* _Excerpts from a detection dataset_
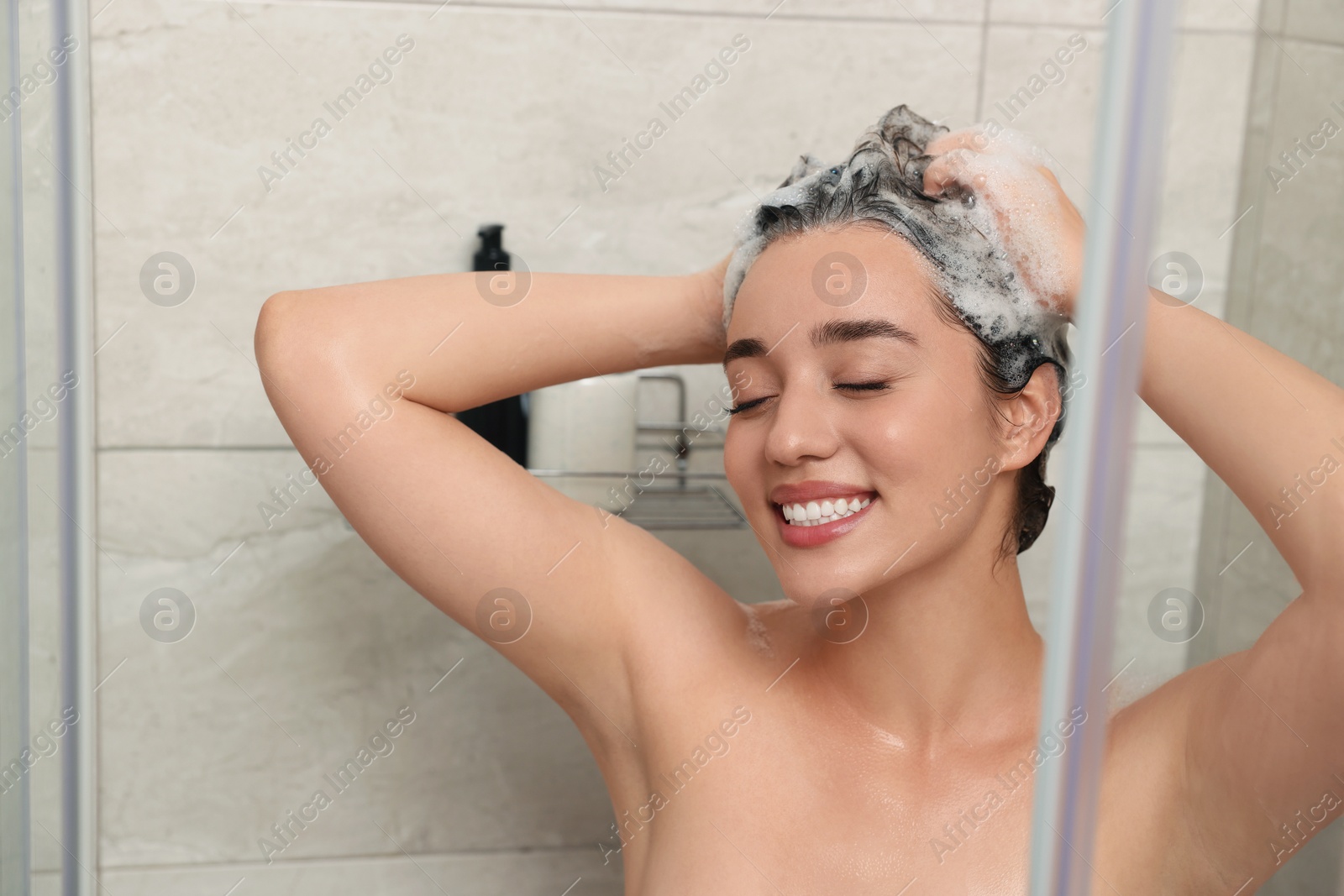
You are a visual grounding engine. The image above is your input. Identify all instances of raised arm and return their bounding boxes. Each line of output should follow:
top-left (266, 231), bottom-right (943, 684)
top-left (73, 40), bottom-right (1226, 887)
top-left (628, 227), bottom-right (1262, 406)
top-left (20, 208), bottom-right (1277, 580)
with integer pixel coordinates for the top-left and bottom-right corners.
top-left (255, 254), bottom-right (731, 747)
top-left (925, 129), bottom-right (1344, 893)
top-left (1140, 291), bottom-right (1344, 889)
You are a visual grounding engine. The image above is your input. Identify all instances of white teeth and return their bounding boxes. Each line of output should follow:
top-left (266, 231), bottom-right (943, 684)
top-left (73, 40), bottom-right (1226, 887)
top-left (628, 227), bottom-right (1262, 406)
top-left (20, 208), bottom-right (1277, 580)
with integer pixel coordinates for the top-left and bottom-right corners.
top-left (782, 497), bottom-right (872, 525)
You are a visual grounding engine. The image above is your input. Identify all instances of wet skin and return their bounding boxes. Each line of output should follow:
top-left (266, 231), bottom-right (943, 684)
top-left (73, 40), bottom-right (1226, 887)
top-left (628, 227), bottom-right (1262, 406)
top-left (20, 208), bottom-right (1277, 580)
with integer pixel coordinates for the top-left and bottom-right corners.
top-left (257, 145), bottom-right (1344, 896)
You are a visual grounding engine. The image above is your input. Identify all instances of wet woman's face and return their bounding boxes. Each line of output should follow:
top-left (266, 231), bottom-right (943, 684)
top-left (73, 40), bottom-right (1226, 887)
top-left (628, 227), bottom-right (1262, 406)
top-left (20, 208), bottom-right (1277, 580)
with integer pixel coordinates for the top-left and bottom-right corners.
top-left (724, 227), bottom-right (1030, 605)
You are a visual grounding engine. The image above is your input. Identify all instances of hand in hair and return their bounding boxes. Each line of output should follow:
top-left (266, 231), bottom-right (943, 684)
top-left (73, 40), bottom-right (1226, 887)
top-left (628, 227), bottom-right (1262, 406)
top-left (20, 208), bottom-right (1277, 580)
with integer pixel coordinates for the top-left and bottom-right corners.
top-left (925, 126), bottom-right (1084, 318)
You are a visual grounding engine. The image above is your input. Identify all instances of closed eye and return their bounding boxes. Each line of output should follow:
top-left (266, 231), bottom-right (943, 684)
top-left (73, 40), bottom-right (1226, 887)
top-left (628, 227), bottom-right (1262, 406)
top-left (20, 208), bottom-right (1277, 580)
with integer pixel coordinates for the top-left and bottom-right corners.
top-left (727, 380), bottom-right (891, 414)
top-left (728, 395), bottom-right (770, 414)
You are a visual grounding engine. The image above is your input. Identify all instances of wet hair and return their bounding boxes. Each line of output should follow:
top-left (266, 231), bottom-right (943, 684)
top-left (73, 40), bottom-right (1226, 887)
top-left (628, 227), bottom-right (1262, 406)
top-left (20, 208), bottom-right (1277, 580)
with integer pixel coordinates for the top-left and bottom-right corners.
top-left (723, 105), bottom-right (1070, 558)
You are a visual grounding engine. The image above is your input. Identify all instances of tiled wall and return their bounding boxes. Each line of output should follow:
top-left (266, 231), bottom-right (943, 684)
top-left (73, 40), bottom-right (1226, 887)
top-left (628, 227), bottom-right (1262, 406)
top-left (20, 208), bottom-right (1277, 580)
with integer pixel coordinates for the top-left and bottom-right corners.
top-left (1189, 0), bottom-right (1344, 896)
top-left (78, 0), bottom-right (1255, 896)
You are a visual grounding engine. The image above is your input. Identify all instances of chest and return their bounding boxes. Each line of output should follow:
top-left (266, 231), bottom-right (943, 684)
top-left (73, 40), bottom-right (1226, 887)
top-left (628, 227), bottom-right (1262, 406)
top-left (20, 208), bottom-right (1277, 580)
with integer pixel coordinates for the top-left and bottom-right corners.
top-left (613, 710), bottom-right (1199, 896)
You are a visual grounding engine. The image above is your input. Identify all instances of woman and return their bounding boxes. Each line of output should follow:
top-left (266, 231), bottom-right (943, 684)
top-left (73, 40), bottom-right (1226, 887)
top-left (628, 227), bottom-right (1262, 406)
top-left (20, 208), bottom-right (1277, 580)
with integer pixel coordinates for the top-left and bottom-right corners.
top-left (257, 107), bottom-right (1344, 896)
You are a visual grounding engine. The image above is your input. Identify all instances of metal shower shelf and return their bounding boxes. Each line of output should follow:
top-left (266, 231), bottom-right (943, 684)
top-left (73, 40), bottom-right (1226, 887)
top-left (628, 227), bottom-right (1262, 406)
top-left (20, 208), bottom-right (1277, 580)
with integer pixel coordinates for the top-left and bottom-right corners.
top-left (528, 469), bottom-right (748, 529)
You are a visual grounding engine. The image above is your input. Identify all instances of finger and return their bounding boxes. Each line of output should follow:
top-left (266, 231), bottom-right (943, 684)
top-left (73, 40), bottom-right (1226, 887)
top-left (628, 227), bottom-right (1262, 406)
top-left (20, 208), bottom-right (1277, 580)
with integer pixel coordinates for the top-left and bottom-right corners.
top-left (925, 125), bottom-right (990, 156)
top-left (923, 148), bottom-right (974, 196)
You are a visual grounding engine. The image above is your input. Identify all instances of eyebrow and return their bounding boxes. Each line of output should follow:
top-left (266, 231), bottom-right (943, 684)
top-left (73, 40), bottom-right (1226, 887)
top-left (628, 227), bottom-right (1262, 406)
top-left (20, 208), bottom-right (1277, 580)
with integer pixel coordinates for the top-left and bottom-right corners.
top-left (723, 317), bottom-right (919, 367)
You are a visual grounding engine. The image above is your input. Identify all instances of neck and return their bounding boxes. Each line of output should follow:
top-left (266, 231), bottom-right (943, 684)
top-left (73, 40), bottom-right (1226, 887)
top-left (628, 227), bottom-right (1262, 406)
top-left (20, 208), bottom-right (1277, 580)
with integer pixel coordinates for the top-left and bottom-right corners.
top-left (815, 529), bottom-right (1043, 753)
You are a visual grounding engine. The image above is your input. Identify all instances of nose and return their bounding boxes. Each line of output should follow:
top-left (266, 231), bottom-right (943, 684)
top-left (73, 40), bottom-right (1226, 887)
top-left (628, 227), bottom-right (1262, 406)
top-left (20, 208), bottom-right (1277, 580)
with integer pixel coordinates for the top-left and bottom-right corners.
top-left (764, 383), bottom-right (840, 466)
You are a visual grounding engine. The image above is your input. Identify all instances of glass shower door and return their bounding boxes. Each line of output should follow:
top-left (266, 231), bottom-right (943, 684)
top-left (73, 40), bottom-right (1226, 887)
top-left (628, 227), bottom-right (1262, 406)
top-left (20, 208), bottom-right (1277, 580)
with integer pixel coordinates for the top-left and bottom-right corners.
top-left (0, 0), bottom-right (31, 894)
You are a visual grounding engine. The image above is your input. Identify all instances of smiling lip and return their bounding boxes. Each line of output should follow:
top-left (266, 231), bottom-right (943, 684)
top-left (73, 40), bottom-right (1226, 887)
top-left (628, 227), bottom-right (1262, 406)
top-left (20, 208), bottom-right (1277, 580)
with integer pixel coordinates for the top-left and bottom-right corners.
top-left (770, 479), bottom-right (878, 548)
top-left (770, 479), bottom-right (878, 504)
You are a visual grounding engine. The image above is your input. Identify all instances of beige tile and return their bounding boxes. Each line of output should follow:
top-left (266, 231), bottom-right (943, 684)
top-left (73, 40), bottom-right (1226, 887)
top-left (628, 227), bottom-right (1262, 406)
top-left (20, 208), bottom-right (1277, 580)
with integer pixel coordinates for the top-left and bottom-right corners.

* _What needs to be done_
Rewrite every row above with each "visual grounding engine" swapped for "object detection engine" and nothing else altered. Leave the pictures out.

* _Answer in full_
You are a object detection engine. The image above is your input. Identify all instances of raised arm and return their bounding boxes. Each line of output should follow:
top-left (266, 231), bottom-right (943, 684)
top-left (73, 40), bottom-right (1226, 887)
top-left (628, 227), bottom-right (1262, 406)
top-left (20, 208), bottom-right (1277, 580)
with integer pixel coordinates for the top-left and bottom-right corners.
top-left (255, 254), bottom-right (731, 747)
top-left (925, 129), bottom-right (1344, 893)
top-left (1140, 291), bottom-right (1344, 889)
You are a object detection engine. The image above is your input. Identify all instances of white teeth and return their bounding boxes. Each line of output should follow:
top-left (266, 231), bottom-right (943, 684)
top-left (73, 40), bottom-right (1226, 887)
top-left (628, 227), bottom-right (1262, 406)
top-left (20, 208), bottom-right (1277, 580)
with integer pixel coordinates for the top-left and bottom-right corners.
top-left (782, 497), bottom-right (872, 525)
You are a object detection engine. The image above is your input. Identify all instances of wet skin and return their bounding boxes. Each line of output should follow:
top-left (266, 231), bottom-right (943, 684)
top-left (73, 40), bottom-right (1226, 887)
top-left (628, 227), bottom-right (1262, 406)
top-left (20, 208), bottom-right (1277, 580)
with integer pixel coordinates for the top-left and bottom-right corners.
top-left (257, 145), bottom-right (1344, 896)
You are a object detection engine. The image above is your input. Identify all instances of wet woman's face and return their bounding boxes. Each line of output should follow:
top-left (266, 231), bottom-right (943, 684)
top-left (73, 40), bottom-right (1226, 887)
top-left (628, 227), bottom-right (1262, 406)
top-left (20, 208), bottom-right (1277, 580)
with integer pixel coordinates for the top-left and bottom-right corners.
top-left (724, 227), bottom-right (1030, 605)
You are a object detection engine. The image above is your input. Identify all instances of hand in hair and return their bounding boxes. Each line of output should follow:
top-left (266, 231), bottom-right (943, 684)
top-left (73, 40), bottom-right (1226, 887)
top-left (628, 227), bottom-right (1262, 406)
top-left (20, 208), bottom-right (1277, 580)
with integer pixel coordinates for the top-left and bottom-right corners.
top-left (925, 126), bottom-right (1084, 318)
You are a object detection engine. The image above is your input. Identify all instances of closed eye and return their bounding boxes. Each line of output should follow:
top-left (266, 231), bottom-right (943, 684)
top-left (73, 40), bottom-right (1226, 887)
top-left (628, 227), bottom-right (1262, 406)
top-left (20, 208), bottom-right (1277, 580)
with integer pixel coordinates for the top-left and bottom-right corners.
top-left (727, 380), bottom-right (891, 414)
top-left (728, 395), bottom-right (770, 414)
You are a object detection engine. The image above is your input. Identify all instances of wet hair and return their bounding boxes. Each line of output should follow:
top-left (266, 231), bottom-right (943, 684)
top-left (73, 40), bottom-right (1226, 887)
top-left (628, 227), bottom-right (1262, 406)
top-left (20, 208), bottom-right (1277, 580)
with integer pixel coordinates for the top-left and bottom-right corners.
top-left (723, 105), bottom-right (1070, 558)
You are a object detection engine. The image above is your input. Identify all instances of tiled wall and return their bounding boxes. Each line of output should follow:
top-left (266, 231), bottom-right (943, 684)
top-left (73, 40), bottom-right (1226, 887)
top-left (628, 227), bottom-right (1262, 406)
top-left (20, 208), bottom-right (1277, 580)
with integer pixel coordinates for the top-left and bottom-right corners.
top-left (1189, 0), bottom-right (1344, 896)
top-left (78, 0), bottom-right (1255, 896)
You are a object detection engine. The image above is your input. Identify all instances of chest and return their bounding boxes. Each line of output should follow:
top-left (266, 231), bottom-right (943, 684)
top-left (73, 40), bottom-right (1226, 887)
top-left (628, 227), bottom-right (1262, 406)
top-left (20, 208), bottom-right (1277, 580)
with integer pixel coordinates for the top-left and bottom-right corners.
top-left (613, 710), bottom-right (1199, 896)
You are a object detection engine. The image above is your input. Identify all instances of woman and return their bounding boxes. Each line of output should follow:
top-left (266, 231), bottom-right (943, 684)
top-left (73, 40), bottom-right (1226, 887)
top-left (628, 227), bottom-right (1262, 406)
top-left (20, 208), bottom-right (1277, 580)
with integer pixel coordinates for the top-left and bottom-right corners.
top-left (257, 107), bottom-right (1344, 896)
You are a object detection engine. The image above is your input. Identify all instances of metal shower shelf and return their bounding boxes. Each line of output should follow:
top-left (266, 231), bottom-right (943, 684)
top-left (73, 40), bottom-right (1226, 887)
top-left (628, 227), bottom-right (1262, 406)
top-left (20, 208), bottom-right (1277, 580)
with integer pixel coordinates for the top-left and bottom-right corners.
top-left (528, 469), bottom-right (748, 529)
You are a object detection engine. The image above is your input. Identify all instances of finger and return their bounding boxes. Each line of output should follow:
top-left (266, 231), bottom-right (943, 684)
top-left (73, 40), bottom-right (1226, 887)
top-left (628, 227), bottom-right (1262, 406)
top-left (20, 208), bottom-right (1277, 580)
with integer pixel coordinates for the top-left and bottom-right corners.
top-left (925, 125), bottom-right (990, 156)
top-left (923, 148), bottom-right (974, 196)
You are a object detection engine. The image above is your input. Identify all instances of eyebrow and return their bounding boxes. Each line of output should follow:
top-left (266, 231), bottom-right (943, 684)
top-left (73, 40), bottom-right (1226, 887)
top-left (628, 227), bottom-right (1262, 406)
top-left (20, 208), bottom-right (1277, 580)
with integer pixel coordinates for the top-left and bottom-right corners.
top-left (723, 317), bottom-right (919, 367)
You are a object detection engine. The image above is your input. Identify all instances of neck and return their bounding boxes. Each line of output should follow:
top-left (266, 231), bottom-right (943, 684)
top-left (73, 40), bottom-right (1226, 887)
top-left (628, 227), bottom-right (1262, 406)
top-left (20, 208), bottom-right (1277, 580)
with integer pixel coordinates for the top-left and bottom-right corners.
top-left (815, 529), bottom-right (1043, 753)
You are a object detection engine. The image above is your input. Identify all instances of nose and return their bounding boxes. Each line of output should follow:
top-left (266, 231), bottom-right (943, 684)
top-left (73, 40), bottom-right (1226, 887)
top-left (628, 227), bottom-right (1262, 406)
top-left (20, 208), bottom-right (1277, 580)
with integer pixel coordinates for the top-left and bottom-right corners.
top-left (764, 383), bottom-right (840, 466)
You are a object detection engine. The image above is your input. Identify all instances of glass shower door and return their bounding boxes. Each line of output should follow:
top-left (266, 231), bottom-right (943, 684)
top-left (73, 40), bottom-right (1226, 887)
top-left (628, 227), bottom-right (1262, 406)
top-left (20, 208), bottom-right (1277, 580)
with integer pixel coordinates for the top-left and bottom-right corners.
top-left (0, 0), bottom-right (31, 894)
You are a object detection engine. The image above is your input. Identify all instances of smiling lip and return their bounding boxes. Each line of output should follow:
top-left (266, 231), bottom-right (943, 684)
top-left (73, 40), bottom-right (1226, 887)
top-left (628, 227), bottom-right (1262, 406)
top-left (20, 208), bottom-right (1277, 580)
with integer pixel coordinates for the top-left and bottom-right corners.
top-left (770, 479), bottom-right (878, 548)
top-left (770, 479), bottom-right (878, 504)
You are a object detection engine. The image above is your input. Identify all instances of beige tile and return their bounding boxes. Each line of output should follow:
top-left (266, 231), bottom-right (943, 684)
top-left (73, 40), bottom-right (1226, 887)
top-left (628, 227), bottom-right (1262, 406)
top-left (20, 208), bottom-right (1277, 580)
with integer pixel coordinates for the top-left and bottom-right corners.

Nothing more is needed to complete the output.